- TASK TO COMPLETE
Please find each line in the listing below that contains the word "church" and copy those lines out in full.

- Excerpts from a segmentation dataset
## start

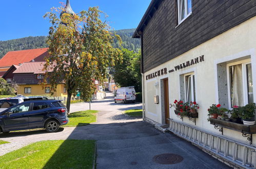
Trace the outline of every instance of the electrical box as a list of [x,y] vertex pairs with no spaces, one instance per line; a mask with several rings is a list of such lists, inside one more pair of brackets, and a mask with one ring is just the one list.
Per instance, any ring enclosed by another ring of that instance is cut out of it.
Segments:
[[154,96],[154,102],[155,104],[159,104],[159,96]]

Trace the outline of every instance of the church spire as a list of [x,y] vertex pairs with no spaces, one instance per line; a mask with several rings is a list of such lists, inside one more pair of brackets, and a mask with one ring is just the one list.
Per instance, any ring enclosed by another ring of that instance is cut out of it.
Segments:
[[61,13],[60,17],[62,16],[62,14],[64,13],[70,13],[71,14],[74,14],[75,13],[73,11],[73,10],[70,6],[70,4],[69,3],[69,0],[67,0],[67,3],[66,3],[66,6],[64,8],[64,10]]

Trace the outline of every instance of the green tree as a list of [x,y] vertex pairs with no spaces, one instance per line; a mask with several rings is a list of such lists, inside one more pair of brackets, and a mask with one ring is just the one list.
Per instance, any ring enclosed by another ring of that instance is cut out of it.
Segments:
[[[52,10],[65,11],[63,8]],[[45,66],[46,70],[52,72],[46,73],[45,82],[50,81],[52,93],[57,83],[65,80],[68,112],[72,95],[79,91],[83,99],[90,99],[95,91],[94,80],[103,82],[106,68],[122,60],[120,50],[111,45],[114,39],[121,41],[121,39],[110,32],[106,22],[102,22],[102,13],[93,7],[76,14],[63,12],[61,18],[52,11],[45,15],[52,24],[47,41],[50,57],[46,58]]]
[[0,95],[14,95],[15,90],[3,78],[0,78]]
[[121,87],[134,86],[141,91],[140,54],[126,49],[122,49],[123,59],[113,67],[114,79]]

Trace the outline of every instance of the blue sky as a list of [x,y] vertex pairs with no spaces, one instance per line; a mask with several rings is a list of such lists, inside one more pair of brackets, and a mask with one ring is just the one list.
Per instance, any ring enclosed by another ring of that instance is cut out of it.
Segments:
[[[52,7],[66,0],[0,0],[0,40],[29,36],[47,35],[50,25],[43,16]],[[151,0],[70,0],[78,13],[89,7],[99,6],[106,13],[115,30],[135,28]]]

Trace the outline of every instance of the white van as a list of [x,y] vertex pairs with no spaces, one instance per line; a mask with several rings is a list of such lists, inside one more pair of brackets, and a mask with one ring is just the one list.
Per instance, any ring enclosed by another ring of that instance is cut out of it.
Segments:
[[127,102],[135,102],[136,99],[134,87],[121,88],[116,90],[115,93],[114,101],[121,101],[122,103]]

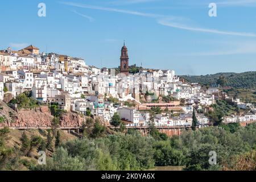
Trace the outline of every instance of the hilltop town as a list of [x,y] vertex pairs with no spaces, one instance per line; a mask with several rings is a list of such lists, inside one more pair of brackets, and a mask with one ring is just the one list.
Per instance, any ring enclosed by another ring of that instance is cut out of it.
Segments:
[[[189,83],[171,69],[141,67],[131,72],[134,66],[129,66],[129,59],[125,45],[117,61],[118,69],[98,68],[82,58],[40,53],[32,45],[19,51],[9,47],[0,51],[0,100],[16,111],[33,104],[47,106],[52,114],[55,109],[99,117],[107,126],[116,113],[128,127],[146,127],[152,122],[156,127],[189,128],[193,114],[197,127],[216,125],[214,115],[225,123],[246,125],[256,121],[254,104],[229,97],[220,85]],[[34,102],[22,104],[25,98]],[[222,115],[218,115],[220,111]],[[2,115],[0,126],[11,126]],[[42,126],[33,119],[35,127]],[[28,127],[19,125],[16,128]]]

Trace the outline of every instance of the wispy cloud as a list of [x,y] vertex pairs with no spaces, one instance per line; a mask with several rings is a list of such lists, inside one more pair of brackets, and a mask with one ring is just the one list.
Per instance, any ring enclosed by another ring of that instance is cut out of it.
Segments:
[[220,1],[217,5],[226,6],[243,6],[249,5],[256,5],[256,0],[230,0]]
[[106,39],[104,40],[104,41],[107,42],[115,42],[119,41],[119,40],[115,39]]
[[118,0],[112,1],[109,2],[109,3],[114,5],[133,5],[143,3],[148,3],[159,1],[161,0]]
[[84,17],[84,18],[86,18],[86,19],[88,19],[90,22],[94,22],[94,21],[95,20],[95,19],[94,19],[93,18],[92,18],[92,17],[91,17],[91,16],[87,16],[87,15],[84,15],[84,14],[81,14],[81,13],[78,13],[77,11],[76,11],[76,10],[73,10],[73,11],[72,11],[73,13],[75,13],[75,14],[79,15],[80,15],[80,16],[82,16],[82,17]]
[[[249,0],[248,0],[249,1]],[[63,2],[61,3],[81,8],[86,8],[94,10],[98,10],[102,11],[107,11],[111,12],[119,13],[123,14],[131,14],[134,15],[144,16],[148,18],[154,18],[156,20],[157,23],[168,27],[173,28],[176,28],[179,29],[186,30],[188,31],[204,32],[211,34],[228,35],[236,35],[236,36],[243,36],[249,37],[256,37],[256,34],[250,32],[238,32],[234,31],[224,31],[216,29],[205,28],[201,27],[193,27],[189,25],[184,24],[184,23],[177,23],[185,20],[185,18],[182,17],[177,17],[174,16],[166,16],[155,14],[142,13],[139,11],[125,10],[104,7],[101,6],[91,6],[85,4],[76,3],[70,2]]]
[[220,31],[216,29],[209,29],[209,28],[204,28],[200,27],[194,27],[185,24],[181,24],[179,23],[173,23],[168,19],[160,19],[158,20],[158,23],[171,27],[177,28],[180,29],[187,30],[189,31],[199,31],[203,32],[208,32],[212,34],[223,34],[223,35],[237,35],[237,36],[251,36],[251,37],[256,37],[256,35],[253,33],[249,32],[232,32],[232,31]]
[[21,49],[23,48],[26,47],[28,44],[27,43],[10,43],[10,46],[12,48],[16,48],[17,49]]
[[[193,53],[192,56],[223,56],[232,55],[256,54],[256,42],[219,43],[221,50]],[[227,48],[227,47],[232,48]]]
[[[60,2],[60,3],[64,4],[64,5],[77,7],[86,8],[86,9],[89,9],[102,10],[102,11],[115,12],[115,13],[120,13],[131,14],[131,15],[138,15],[138,16],[145,16],[145,17],[148,17],[148,18],[159,18],[166,17],[166,16],[155,14],[141,13],[141,12],[135,11],[129,11],[129,10],[114,9],[114,8],[109,8],[109,7],[101,7],[101,6],[92,6],[92,5],[85,5],[85,4],[77,3],[71,2]],[[172,16],[172,17],[174,18],[174,16]],[[175,18],[176,18],[176,17],[175,17]]]

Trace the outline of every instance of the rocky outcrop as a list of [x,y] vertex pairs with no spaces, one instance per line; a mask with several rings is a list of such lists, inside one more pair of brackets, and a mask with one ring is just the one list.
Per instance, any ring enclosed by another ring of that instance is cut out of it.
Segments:
[[[23,109],[18,112],[0,101],[1,127],[50,127],[53,117],[47,106],[41,106],[32,110]],[[82,125],[84,117],[73,113],[66,113],[60,117],[60,126],[77,127]]]
[[80,127],[82,125],[84,117],[73,113],[66,113],[60,117],[61,127]]
[[43,113],[40,108],[35,110],[23,110],[19,111],[15,122],[10,127],[51,127],[53,117],[49,112]]
[[9,103],[10,101],[13,99],[13,96],[11,93],[6,93],[3,96],[3,102],[5,102],[5,103]]

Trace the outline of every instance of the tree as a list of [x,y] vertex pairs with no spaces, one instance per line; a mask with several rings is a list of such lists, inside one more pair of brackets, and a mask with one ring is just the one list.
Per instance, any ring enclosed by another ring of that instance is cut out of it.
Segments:
[[5,162],[7,160],[7,158],[13,152],[12,148],[6,146],[6,143],[9,140],[8,134],[10,133],[10,129],[7,127],[4,127],[0,129],[0,170]]
[[162,110],[159,106],[151,107],[150,111],[154,115],[161,114]]
[[194,108],[194,110],[193,110],[192,125],[192,129],[193,131],[196,130],[196,127],[197,126],[197,119],[196,118],[196,111]]
[[25,155],[27,155],[27,152],[30,150],[31,142],[26,134],[25,131],[22,133],[22,135],[20,138],[20,142],[22,142],[22,148],[20,150],[23,152]]
[[186,100],[184,98],[181,98],[180,100],[180,105],[181,106],[184,106],[184,105],[185,105],[185,102],[186,102]]
[[60,131],[57,131],[57,135],[55,138],[55,148],[57,148],[60,144]]
[[95,121],[94,126],[94,127],[92,130],[92,134],[90,136],[93,138],[102,136],[106,131],[106,128],[105,126],[101,125],[98,119],[96,119]]
[[51,135],[51,130],[48,130],[47,140],[46,140],[46,148],[50,150],[52,150],[52,137]]
[[90,109],[87,109],[86,112],[86,116],[90,117],[92,115],[92,113],[90,112]]
[[52,129],[53,131],[53,135],[56,136],[56,130],[57,130],[57,128],[60,125],[60,119],[59,118],[54,117],[53,119],[52,120]]
[[218,79],[217,80],[217,84],[220,84],[220,86],[224,86],[228,82],[228,80],[226,77],[223,76],[220,76]]
[[110,125],[115,127],[119,126],[121,123],[121,120],[118,113],[115,113],[111,119]]
[[8,88],[6,86],[3,88],[3,92],[6,93],[8,92]]

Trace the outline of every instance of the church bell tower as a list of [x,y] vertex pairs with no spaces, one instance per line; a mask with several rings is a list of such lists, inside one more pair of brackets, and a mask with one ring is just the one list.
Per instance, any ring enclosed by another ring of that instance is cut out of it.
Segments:
[[128,56],[128,49],[123,43],[123,46],[121,50],[120,57],[120,72],[127,76],[129,75],[129,57]]

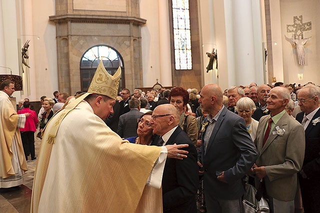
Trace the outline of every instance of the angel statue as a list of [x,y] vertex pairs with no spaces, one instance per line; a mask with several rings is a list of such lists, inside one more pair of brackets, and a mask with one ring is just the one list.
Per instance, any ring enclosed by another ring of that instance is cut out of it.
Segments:
[[299,35],[298,38],[296,38],[294,34],[292,35],[291,40],[294,43],[296,48],[296,56],[298,57],[299,64],[304,65],[304,44],[311,39],[311,37],[303,38],[302,36]]
[[29,56],[28,55],[28,48],[29,47],[29,42],[30,42],[30,40],[28,40],[26,42],[24,43],[23,47],[22,49],[22,52],[21,52],[21,54],[22,54],[22,63],[24,64],[25,66],[28,66],[30,68],[28,64],[26,63],[26,59],[28,59],[29,58]]
[[208,64],[206,68],[206,72],[208,72],[209,70],[211,70],[214,68],[214,67],[216,69],[218,68],[218,55],[216,49],[214,48],[212,49],[211,53],[210,52],[206,52],[208,57],[210,58],[209,60],[209,63]]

## end

- WRITTEN RESPONSE
Trace the outline of every instance of the church spire as a list of [x,y] vertex pairs with no spaces, one instance per line; a mask with several rings is a list of such lists, inside one more pair of brackets, and a mask with one ring is just the one list.
Trace the outline of every instance of the church bell tower as a list of [x,y] vertex pairs with no spaces, one instance per line; a mask with several rings is a list of such lists, inside one more pair of brackets, and a mask with one ring is just the one list.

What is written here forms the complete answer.